WHAT TO DO.
If a line of the data below contains the string "spectators", count it, then state the total alone.

----------------------------------------

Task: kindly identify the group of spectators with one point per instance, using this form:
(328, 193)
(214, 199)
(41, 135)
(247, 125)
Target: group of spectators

----------------------------------------

REPLY.
2